**Exercise goal**
Please return the data that follows precisely as written, but without the images.

Records from a dataset:
........
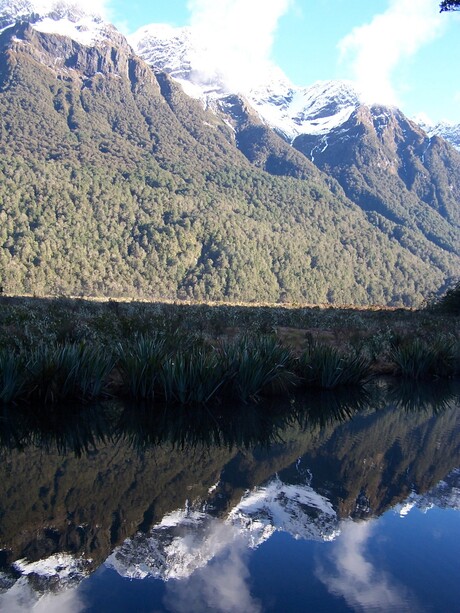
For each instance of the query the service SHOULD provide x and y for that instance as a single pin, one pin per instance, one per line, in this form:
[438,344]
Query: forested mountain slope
[113,181]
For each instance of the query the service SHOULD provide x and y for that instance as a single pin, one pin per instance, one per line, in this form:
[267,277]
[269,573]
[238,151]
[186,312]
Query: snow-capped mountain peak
[291,110]
[445,129]
[65,18]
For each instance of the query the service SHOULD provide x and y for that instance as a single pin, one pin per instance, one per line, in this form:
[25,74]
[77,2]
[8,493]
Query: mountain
[114,181]
[446,130]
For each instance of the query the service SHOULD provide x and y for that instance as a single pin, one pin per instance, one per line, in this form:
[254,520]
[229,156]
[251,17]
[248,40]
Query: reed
[67,372]
[256,364]
[11,376]
[325,367]
[192,376]
[419,360]
[140,363]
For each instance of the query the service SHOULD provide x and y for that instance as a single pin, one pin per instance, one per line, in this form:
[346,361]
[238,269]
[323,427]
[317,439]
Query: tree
[450,5]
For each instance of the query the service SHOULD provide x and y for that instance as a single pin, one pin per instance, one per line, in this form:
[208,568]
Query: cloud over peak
[375,50]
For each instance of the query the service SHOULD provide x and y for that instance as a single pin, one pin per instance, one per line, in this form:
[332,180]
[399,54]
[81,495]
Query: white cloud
[234,38]
[222,585]
[376,49]
[354,578]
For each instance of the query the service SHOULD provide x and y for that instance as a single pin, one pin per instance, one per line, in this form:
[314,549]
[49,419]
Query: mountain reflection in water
[184,495]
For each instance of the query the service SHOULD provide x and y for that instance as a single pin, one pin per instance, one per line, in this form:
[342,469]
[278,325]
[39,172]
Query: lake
[325,502]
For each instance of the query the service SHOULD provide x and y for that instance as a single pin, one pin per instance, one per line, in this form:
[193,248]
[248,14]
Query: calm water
[326,503]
........
**Output of the task**
For each instance of the query the service SHOULD provide x and y for that instance as a single pin, one pin per instance, one per line, in this form:
[438,344]
Query: forested mountain slope
[113,181]
For each instance of the query the service SHOULD provide x and y for that instance as a single pin, one pin per instance, one per line, in this form:
[267,277]
[269,573]
[238,151]
[186,312]
Query: snow-capped mountain peak
[291,110]
[445,129]
[65,18]
For each instance of the query the service SHOULD provide x and y for that instance as a single pin, one pin per instance, one per line, in this form:
[25,74]
[77,2]
[8,493]
Query: mountain
[114,181]
[446,130]
For each instance of the query the service SHOULD provide x and y for that instance as a single pin, one pin per instance, one per line, in this form:
[254,520]
[229,156]
[251,17]
[248,40]
Query: reed
[67,372]
[256,364]
[11,376]
[325,367]
[192,376]
[419,360]
[140,363]
For each instance of the query the service SHOULD provide x and y for that instance as a single pin, one pin per instance, one per line, in this form:
[346,361]
[238,269]
[323,427]
[317,439]
Query: tree
[450,5]
For each instance of the query the service SHOULD provide x and y for that instance as a single pin, one pin per instance, one per line, in this form:
[208,568]
Query: cloud over peak
[375,50]
For each instance of the query the service SHOULD provide x and y for that instance as a single pin, one pin per instance, one per line, in this form:
[332,180]
[399,54]
[81,495]
Query: white cloud
[234,38]
[222,585]
[376,49]
[354,578]
For each instance of the query the service SHOULD provide x and y for that instance as a single pin, one pin per instance, one per line, in this form:
[314,549]
[49,419]
Query: mountain reflection in water
[184,495]
For each instance of the query the service SHOULD provide x and y for that instance as a single pin, one pin per instance, one per line, in this form:
[342,469]
[278,325]
[39,172]
Query: lake
[325,502]
For each instance of the query the service SHOULD provide x and y for that instance as a single pin, one pin per instance, one per line, in this form:
[193,248]
[248,14]
Query: calm water
[326,503]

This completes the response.